[SHORT TASK]: Reproduce the stretch of the listing from the line that contains "Running a dermatology lesion detector. Mark the shadow on wall" through the line that contains "[189,125,240,176]", replacing "purple knit hat" with "violet knit hat" and leaving everything else unaltered.

[DATA EXTRACT]:
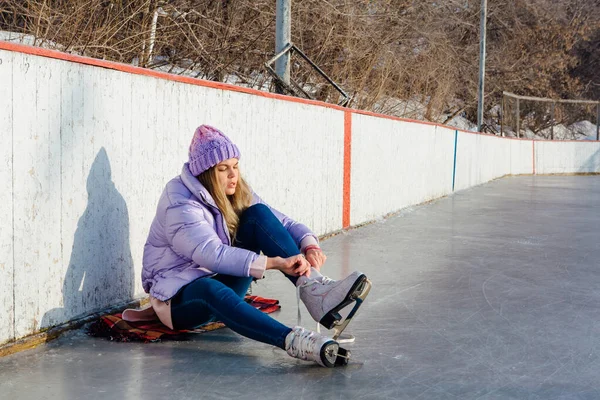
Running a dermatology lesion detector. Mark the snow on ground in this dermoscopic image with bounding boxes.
[569,121,597,140]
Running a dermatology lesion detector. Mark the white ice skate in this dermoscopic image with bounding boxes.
[298,271,371,339]
[285,326,350,368]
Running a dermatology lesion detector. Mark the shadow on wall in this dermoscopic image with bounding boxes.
[41,148,134,328]
[578,150,600,173]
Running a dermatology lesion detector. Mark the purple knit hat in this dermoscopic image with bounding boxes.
[189,125,240,176]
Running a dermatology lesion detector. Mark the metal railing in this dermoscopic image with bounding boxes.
[500,92,600,140]
[265,43,350,107]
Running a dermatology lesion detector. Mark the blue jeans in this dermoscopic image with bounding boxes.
[171,204,300,349]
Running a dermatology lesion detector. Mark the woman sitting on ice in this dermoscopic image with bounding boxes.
[123,125,371,367]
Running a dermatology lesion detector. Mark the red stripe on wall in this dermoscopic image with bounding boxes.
[531,140,535,175]
[342,110,352,228]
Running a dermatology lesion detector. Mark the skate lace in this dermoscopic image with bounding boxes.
[290,328,316,360]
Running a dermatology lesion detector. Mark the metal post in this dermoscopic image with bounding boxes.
[477,0,487,132]
[275,0,292,93]
[550,103,556,140]
[596,103,600,140]
[516,99,521,137]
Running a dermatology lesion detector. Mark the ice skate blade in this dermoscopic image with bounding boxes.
[329,277,372,340]
[335,347,350,367]
[319,274,371,329]
[336,333,356,344]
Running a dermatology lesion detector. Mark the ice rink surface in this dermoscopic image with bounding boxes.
[0,176,600,400]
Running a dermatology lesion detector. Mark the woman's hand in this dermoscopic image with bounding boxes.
[267,254,310,277]
[306,247,327,271]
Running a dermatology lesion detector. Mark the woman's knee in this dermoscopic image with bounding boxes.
[242,203,274,218]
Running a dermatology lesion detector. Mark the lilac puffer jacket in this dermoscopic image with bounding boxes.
[142,163,317,301]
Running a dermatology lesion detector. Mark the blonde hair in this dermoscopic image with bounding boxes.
[198,166,252,242]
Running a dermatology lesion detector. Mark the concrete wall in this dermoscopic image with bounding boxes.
[535,141,600,174]
[0,45,344,343]
[350,114,455,225]
[0,42,599,344]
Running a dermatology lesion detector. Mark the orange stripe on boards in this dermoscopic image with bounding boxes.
[0,40,347,110]
[342,111,352,228]
[531,140,535,175]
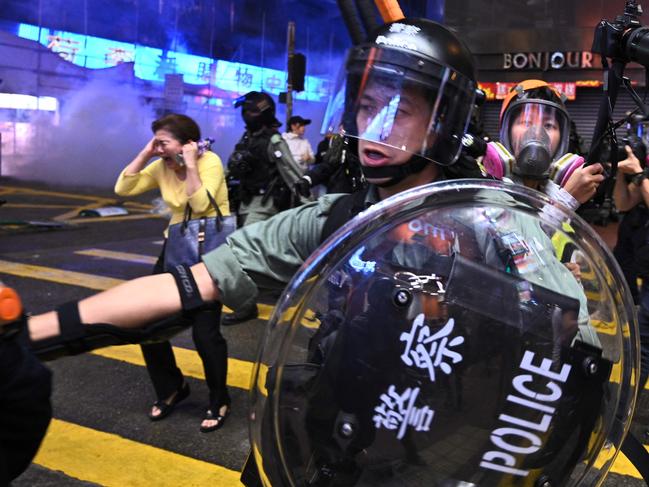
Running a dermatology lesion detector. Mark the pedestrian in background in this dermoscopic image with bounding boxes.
[282,115,315,174]
[115,114,234,432]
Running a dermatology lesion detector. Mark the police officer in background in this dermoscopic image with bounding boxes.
[222,91,302,326]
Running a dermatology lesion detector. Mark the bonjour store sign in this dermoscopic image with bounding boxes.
[502,51,593,71]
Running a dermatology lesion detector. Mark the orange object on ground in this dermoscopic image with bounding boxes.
[0,286,23,325]
[374,0,405,22]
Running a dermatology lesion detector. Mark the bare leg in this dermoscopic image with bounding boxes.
[28,263,219,341]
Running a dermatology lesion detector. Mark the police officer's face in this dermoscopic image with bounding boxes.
[154,129,183,167]
[356,82,432,173]
[510,103,561,156]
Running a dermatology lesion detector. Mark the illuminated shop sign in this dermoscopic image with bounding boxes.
[478,82,578,100]
[502,51,593,71]
[13,24,329,102]
[0,93,59,112]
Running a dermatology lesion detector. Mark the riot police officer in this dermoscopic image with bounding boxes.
[10,15,648,487]
[222,91,302,326]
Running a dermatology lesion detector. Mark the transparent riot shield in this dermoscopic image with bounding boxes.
[251,181,639,487]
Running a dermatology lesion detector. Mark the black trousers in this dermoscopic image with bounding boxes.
[0,340,52,485]
[141,247,230,411]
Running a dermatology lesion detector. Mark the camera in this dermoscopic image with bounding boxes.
[617,135,647,168]
[176,137,214,166]
[591,0,649,66]
[617,113,647,168]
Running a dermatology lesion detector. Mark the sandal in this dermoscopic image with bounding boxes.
[149,382,189,421]
[201,406,230,433]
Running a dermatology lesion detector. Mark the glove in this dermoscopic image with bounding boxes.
[293,177,311,198]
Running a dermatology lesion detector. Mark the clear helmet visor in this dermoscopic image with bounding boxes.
[323,50,475,165]
[500,100,570,177]
[250,181,638,487]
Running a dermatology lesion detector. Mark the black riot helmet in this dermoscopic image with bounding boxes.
[324,18,476,186]
[234,91,282,132]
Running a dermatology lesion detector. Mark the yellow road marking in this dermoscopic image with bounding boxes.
[75,249,158,264]
[124,201,153,210]
[4,186,115,203]
[0,260,274,320]
[91,345,253,390]
[34,419,241,487]
[0,260,124,291]
[610,445,649,479]
[66,211,167,223]
[2,203,76,210]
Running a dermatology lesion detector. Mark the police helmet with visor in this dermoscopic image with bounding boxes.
[323,18,476,185]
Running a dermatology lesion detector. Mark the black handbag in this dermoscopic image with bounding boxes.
[164,190,236,270]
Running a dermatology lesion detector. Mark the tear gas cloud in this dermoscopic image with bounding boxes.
[7,80,153,187]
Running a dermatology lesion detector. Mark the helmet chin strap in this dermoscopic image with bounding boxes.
[361,155,431,188]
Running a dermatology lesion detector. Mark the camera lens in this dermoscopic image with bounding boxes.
[626,27,649,67]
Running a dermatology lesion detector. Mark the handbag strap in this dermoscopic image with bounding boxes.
[205,189,223,232]
[181,189,223,235]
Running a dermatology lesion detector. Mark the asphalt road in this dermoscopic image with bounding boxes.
[0,179,644,486]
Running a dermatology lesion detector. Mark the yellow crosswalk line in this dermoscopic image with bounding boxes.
[34,419,242,487]
[65,211,166,223]
[0,260,274,320]
[92,345,253,390]
[75,249,158,264]
[4,186,116,203]
[611,445,649,479]
[0,260,124,291]
[0,203,76,210]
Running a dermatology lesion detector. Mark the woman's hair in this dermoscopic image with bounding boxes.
[151,113,201,144]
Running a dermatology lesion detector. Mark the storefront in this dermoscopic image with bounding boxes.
[476,51,644,149]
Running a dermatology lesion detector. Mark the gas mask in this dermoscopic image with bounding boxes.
[501,99,570,179]
[514,126,552,179]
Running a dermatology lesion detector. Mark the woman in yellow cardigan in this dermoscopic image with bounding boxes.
[115,114,230,432]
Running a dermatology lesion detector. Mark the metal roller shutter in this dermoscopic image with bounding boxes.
[567,88,644,150]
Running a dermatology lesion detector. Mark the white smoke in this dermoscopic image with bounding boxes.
[12,79,155,187]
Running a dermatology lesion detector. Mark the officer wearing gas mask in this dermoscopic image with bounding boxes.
[482,79,604,210]
[228,91,301,225]
[222,91,303,326]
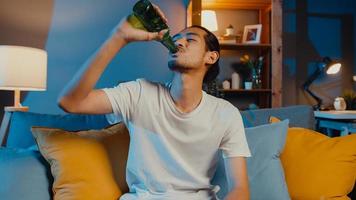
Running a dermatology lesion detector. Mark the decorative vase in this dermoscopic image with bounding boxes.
[334,97,346,111]
[252,69,262,89]
[245,81,252,90]
[231,72,240,89]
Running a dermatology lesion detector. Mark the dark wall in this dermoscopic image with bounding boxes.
[283,0,356,106]
[0,0,187,117]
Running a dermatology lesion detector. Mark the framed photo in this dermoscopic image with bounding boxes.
[242,24,262,44]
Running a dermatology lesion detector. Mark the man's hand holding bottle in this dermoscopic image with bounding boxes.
[113,4,168,44]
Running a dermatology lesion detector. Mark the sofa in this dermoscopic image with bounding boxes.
[0,105,356,200]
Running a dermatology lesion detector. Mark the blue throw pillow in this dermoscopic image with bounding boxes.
[212,120,290,200]
[0,148,52,200]
[6,112,109,148]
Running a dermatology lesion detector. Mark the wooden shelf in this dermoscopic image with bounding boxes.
[220,43,272,50]
[202,0,271,9]
[219,89,272,93]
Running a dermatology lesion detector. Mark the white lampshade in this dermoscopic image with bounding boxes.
[201,10,218,31]
[0,45,47,91]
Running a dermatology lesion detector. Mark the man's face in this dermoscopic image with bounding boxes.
[168,27,207,71]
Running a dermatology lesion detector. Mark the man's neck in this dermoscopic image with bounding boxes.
[169,72,203,113]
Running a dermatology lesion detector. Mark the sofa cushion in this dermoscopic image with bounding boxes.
[281,128,356,199]
[32,124,129,200]
[6,112,109,148]
[241,105,315,129]
[0,148,52,200]
[212,120,289,200]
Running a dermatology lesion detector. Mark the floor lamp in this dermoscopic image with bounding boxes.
[0,45,47,145]
[303,57,341,110]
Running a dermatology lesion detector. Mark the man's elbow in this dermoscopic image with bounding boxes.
[57,97,78,113]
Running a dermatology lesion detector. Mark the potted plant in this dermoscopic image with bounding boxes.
[342,90,356,110]
[240,54,263,89]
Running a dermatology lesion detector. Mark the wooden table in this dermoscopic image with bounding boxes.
[314,110,356,136]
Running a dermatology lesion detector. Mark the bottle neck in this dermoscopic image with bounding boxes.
[160,31,178,53]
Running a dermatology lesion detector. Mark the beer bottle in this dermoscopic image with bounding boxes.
[128,0,178,53]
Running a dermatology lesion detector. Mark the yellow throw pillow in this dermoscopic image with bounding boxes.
[31,124,129,200]
[270,115,356,200]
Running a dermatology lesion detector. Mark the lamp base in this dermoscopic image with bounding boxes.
[4,106,29,112]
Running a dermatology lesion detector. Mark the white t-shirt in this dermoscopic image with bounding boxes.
[103,79,250,200]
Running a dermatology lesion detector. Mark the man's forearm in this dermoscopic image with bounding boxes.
[225,187,250,200]
[59,33,126,106]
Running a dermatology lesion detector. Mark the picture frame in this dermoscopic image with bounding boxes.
[242,24,262,44]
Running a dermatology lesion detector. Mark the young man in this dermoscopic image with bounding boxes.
[59,5,250,200]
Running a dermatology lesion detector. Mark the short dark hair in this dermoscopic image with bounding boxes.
[189,25,220,83]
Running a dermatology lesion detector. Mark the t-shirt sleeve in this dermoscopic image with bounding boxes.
[102,80,141,124]
[220,105,251,158]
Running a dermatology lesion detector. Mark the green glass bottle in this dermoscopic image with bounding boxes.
[128,0,178,53]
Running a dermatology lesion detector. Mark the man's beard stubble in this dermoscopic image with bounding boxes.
[168,60,190,73]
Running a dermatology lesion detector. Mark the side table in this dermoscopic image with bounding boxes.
[314,110,356,136]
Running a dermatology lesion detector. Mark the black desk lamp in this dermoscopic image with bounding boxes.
[303,57,341,110]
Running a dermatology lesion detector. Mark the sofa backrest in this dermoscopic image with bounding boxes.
[5,112,110,148]
[241,105,315,130]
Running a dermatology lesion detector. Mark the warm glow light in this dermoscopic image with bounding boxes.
[326,63,341,74]
[201,10,218,31]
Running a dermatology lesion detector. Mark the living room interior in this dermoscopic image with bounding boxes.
[0,0,356,200]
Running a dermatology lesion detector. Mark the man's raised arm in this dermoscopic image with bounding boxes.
[58,10,166,114]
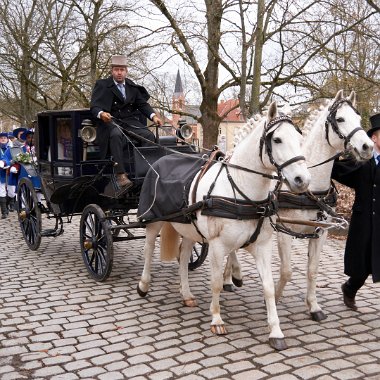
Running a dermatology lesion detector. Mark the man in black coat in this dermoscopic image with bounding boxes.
[91,55,162,193]
[332,113,380,310]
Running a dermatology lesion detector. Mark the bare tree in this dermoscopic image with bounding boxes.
[0,0,151,124]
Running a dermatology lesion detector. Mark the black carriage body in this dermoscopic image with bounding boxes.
[17,109,207,281]
[35,109,195,215]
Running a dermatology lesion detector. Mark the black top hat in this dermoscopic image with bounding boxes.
[13,127,27,138]
[367,113,380,137]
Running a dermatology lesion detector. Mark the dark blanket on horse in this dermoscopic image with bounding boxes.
[137,154,206,223]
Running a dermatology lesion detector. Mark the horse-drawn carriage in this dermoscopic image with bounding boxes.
[15,109,207,281]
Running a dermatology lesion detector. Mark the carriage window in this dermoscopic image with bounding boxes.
[34,115,50,160]
[57,118,73,160]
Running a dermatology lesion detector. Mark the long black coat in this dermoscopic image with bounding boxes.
[332,158,380,282]
[90,76,154,158]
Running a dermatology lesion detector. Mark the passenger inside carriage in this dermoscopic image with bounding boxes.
[57,118,73,176]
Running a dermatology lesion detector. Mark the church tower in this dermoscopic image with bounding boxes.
[172,69,185,126]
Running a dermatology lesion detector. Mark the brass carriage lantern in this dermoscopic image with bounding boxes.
[79,119,96,161]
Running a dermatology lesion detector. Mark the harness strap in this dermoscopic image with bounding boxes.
[191,148,224,203]
[240,216,264,248]
[278,156,306,170]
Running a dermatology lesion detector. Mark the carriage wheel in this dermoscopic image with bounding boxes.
[189,243,208,270]
[17,178,41,251]
[80,204,113,282]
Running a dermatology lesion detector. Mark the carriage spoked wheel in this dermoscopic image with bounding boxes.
[17,178,41,251]
[80,204,113,282]
[188,243,208,270]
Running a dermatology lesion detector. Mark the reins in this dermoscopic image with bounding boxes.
[308,99,363,169]
[325,99,363,150]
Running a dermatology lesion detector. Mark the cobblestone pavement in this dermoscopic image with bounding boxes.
[0,213,380,380]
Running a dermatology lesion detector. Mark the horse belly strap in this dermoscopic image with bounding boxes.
[278,191,337,210]
[201,196,277,220]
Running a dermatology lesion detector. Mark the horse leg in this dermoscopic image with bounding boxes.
[246,238,287,351]
[223,251,243,292]
[137,222,163,297]
[306,231,327,322]
[179,238,197,307]
[208,241,227,335]
[276,233,292,302]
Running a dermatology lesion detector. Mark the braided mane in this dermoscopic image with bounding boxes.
[302,100,330,141]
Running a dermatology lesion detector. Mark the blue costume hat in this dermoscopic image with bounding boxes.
[20,129,34,140]
[13,127,27,139]
[367,113,380,137]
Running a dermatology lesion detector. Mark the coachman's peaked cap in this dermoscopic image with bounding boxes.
[367,113,380,137]
[111,55,127,67]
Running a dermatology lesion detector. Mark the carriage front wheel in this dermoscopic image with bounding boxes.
[80,204,113,282]
[188,243,208,270]
[17,177,41,251]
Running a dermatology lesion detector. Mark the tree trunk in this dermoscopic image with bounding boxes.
[249,0,265,115]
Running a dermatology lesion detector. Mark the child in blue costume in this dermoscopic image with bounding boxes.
[0,132,17,219]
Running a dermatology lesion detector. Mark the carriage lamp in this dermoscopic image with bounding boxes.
[176,119,193,140]
[78,119,96,161]
[79,119,96,143]
[19,210,27,221]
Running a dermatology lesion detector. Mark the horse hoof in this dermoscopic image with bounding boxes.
[269,338,288,351]
[223,284,234,293]
[137,285,148,297]
[310,310,327,322]
[183,298,198,307]
[211,325,227,335]
[232,277,243,288]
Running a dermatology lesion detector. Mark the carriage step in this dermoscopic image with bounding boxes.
[41,228,63,237]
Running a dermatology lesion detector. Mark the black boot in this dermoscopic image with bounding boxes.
[7,197,16,212]
[0,197,8,219]
[342,282,358,311]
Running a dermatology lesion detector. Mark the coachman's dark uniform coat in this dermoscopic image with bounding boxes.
[91,76,154,158]
[332,157,380,282]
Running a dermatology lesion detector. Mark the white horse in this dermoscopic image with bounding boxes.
[137,103,310,350]
[224,91,373,322]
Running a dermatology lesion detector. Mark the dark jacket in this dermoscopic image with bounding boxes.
[332,158,380,282]
[90,76,154,158]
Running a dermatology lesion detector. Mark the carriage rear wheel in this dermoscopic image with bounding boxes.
[17,178,41,251]
[189,243,208,270]
[80,204,113,282]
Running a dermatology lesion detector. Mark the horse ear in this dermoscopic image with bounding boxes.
[348,91,356,107]
[333,90,343,103]
[268,102,277,120]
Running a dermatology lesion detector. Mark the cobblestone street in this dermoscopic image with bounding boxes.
[0,213,380,380]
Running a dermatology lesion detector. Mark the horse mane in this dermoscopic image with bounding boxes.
[234,103,292,153]
[302,99,330,141]
[230,114,264,149]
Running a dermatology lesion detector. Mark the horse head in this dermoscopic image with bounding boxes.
[261,102,310,193]
[325,90,373,161]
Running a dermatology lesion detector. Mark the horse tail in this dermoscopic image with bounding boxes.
[160,223,180,261]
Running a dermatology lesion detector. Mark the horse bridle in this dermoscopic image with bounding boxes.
[260,115,306,174]
[325,99,363,150]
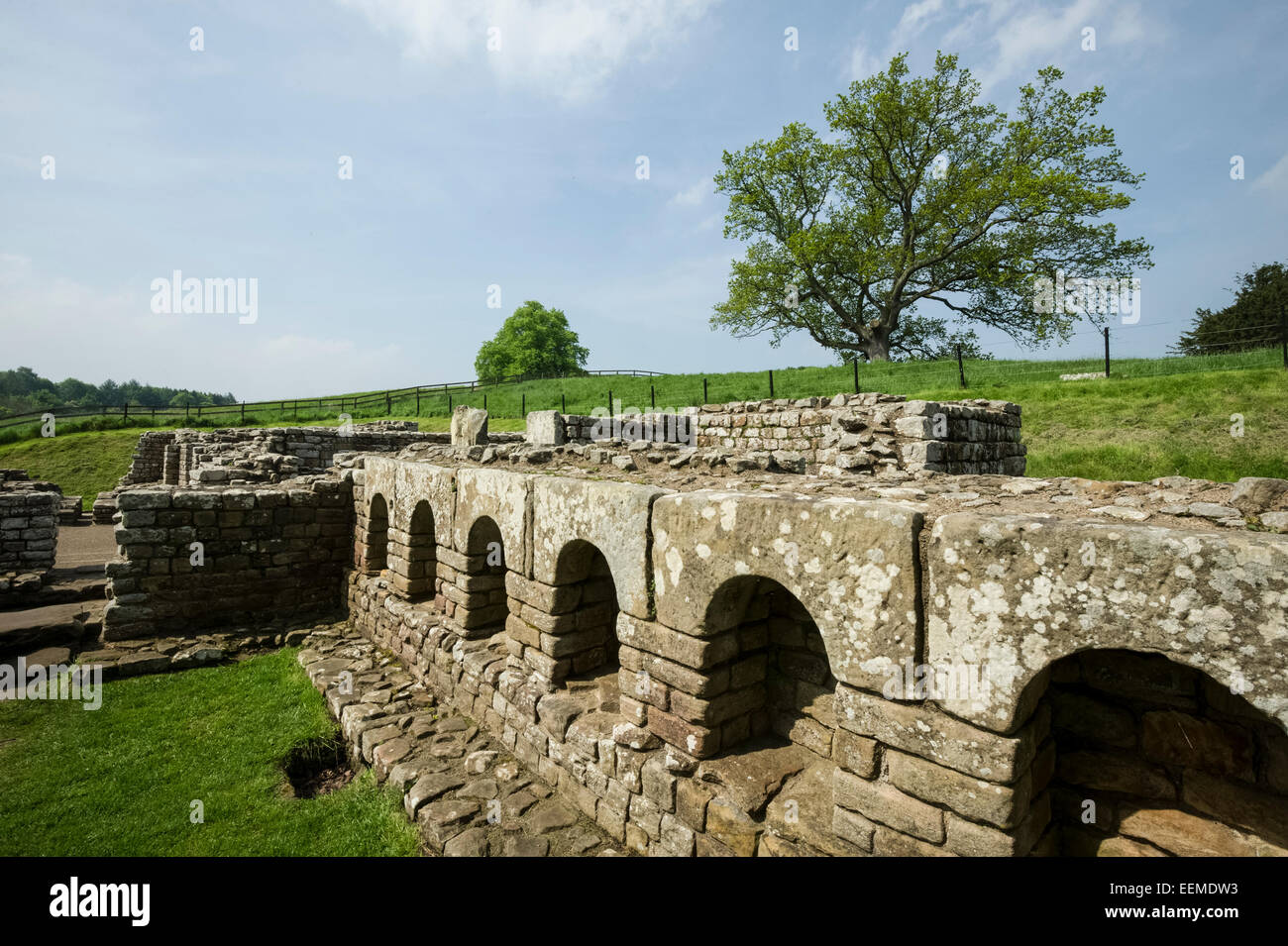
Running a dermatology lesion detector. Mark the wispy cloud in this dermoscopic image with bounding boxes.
[338,0,717,103]
[849,0,1164,94]
[1252,154,1288,194]
[667,177,715,207]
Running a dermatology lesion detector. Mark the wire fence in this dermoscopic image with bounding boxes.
[0,322,1288,440]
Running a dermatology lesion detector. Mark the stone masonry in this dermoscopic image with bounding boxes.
[105,400,1288,856]
[0,470,63,593]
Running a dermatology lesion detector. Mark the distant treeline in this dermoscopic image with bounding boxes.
[0,368,237,417]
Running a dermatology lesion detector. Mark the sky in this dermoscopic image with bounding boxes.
[0,0,1288,399]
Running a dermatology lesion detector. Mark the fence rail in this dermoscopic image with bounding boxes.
[0,327,1288,439]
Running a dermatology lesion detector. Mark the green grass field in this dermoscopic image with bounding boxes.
[0,650,419,857]
[0,349,1288,500]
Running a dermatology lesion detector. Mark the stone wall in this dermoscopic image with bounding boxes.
[117,430,177,489]
[103,477,353,641]
[97,416,1288,856]
[348,458,1288,856]
[119,421,448,489]
[548,392,1025,476]
[0,470,61,592]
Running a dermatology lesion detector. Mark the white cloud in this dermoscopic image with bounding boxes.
[1252,155,1288,194]
[338,0,717,103]
[667,177,715,207]
[850,0,1163,94]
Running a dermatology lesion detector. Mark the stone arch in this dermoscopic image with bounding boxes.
[695,576,836,758]
[403,499,438,598]
[441,516,509,637]
[1017,649,1288,856]
[542,539,619,683]
[358,493,389,576]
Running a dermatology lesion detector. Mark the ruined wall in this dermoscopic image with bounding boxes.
[107,416,1288,856]
[348,457,1288,856]
[119,421,448,489]
[103,477,353,641]
[545,392,1025,476]
[0,470,61,593]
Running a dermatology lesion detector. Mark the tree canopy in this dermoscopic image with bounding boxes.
[474,300,590,381]
[711,53,1153,361]
[0,367,237,413]
[1172,263,1288,356]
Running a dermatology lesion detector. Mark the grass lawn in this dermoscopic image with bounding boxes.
[0,650,419,856]
[0,430,139,511]
[0,352,1288,491]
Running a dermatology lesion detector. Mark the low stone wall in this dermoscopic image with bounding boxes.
[548,392,1025,476]
[117,430,175,489]
[349,458,1288,856]
[119,421,448,489]
[0,470,63,592]
[103,477,353,641]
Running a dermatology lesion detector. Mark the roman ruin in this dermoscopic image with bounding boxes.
[10,394,1288,856]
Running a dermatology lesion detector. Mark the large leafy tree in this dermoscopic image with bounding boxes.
[474,300,590,381]
[1173,263,1288,356]
[711,53,1151,361]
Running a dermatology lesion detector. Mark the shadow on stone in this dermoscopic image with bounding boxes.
[282,734,355,798]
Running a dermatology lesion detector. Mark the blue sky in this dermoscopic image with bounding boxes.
[0,0,1288,399]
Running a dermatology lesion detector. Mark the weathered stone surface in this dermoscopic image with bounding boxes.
[452,468,533,576]
[523,410,566,447]
[927,512,1288,731]
[653,490,922,689]
[532,477,666,618]
[1118,808,1288,857]
[451,404,486,447]
[1231,476,1288,516]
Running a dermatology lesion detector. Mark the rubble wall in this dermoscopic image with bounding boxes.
[0,470,61,593]
[103,477,353,641]
[348,457,1288,856]
[563,392,1025,476]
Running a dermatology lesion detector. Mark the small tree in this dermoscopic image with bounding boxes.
[711,53,1151,361]
[1172,263,1288,356]
[474,300,590,381]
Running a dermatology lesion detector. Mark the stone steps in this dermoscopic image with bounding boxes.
[299,624,622,857]
[0,601,106,658]
[0,567,107,614]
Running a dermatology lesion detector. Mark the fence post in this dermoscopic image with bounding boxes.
[1279,306,1288,368]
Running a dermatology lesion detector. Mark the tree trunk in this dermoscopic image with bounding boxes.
[862,328,890,362]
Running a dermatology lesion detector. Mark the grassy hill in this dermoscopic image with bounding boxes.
[0,350,1288,497]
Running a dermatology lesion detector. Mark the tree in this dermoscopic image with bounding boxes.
[1172,263,1288,356]
[711,53,1153,361]
[474,300,590,381]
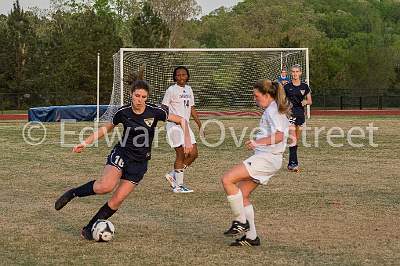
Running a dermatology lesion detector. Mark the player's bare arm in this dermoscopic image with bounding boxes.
[301,93,312,106]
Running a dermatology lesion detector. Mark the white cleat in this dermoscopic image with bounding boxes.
[165,173,176,189]
[172,185,193,193]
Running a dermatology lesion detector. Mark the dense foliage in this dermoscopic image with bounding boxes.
[0,0,400,108]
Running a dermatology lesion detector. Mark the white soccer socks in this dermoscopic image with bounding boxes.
[227,189,246,223]
[175,169,183,187]
[244,204,257,240]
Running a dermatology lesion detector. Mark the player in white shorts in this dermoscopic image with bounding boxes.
[162,66,201,193]
[221,80,289,246]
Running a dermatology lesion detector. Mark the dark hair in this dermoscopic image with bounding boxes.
[290,64,303,72]
[172,66,190,82]
[124,66,150,94]
[254,79,290,115]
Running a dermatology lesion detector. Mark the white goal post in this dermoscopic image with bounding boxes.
[100,48,310,121]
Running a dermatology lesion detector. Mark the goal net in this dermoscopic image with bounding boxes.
[100,48,308,121]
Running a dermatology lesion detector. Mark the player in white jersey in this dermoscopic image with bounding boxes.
[162,66,201,193]
[221,80,289,246]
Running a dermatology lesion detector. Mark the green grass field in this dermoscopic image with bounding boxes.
[0,117,400,265]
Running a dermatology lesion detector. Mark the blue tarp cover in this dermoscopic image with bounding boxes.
[28,105,108,122]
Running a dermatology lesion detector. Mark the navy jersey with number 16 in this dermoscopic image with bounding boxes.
[112,103,168,162]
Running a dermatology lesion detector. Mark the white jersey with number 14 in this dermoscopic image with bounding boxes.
[162,84,194,121]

[RESPONSE FOR THIS EXERCISE]:
Running a dermatology lesion detector. Mark the shadow on wall in this dermoscopic image with bounding boxes.
[41,148,134,328]
[578,150,600,173]
Running a dermatology lesion detector. Mark the violet knit hat in this dermoscopic image with bounding boxes.
[189,125,240,176]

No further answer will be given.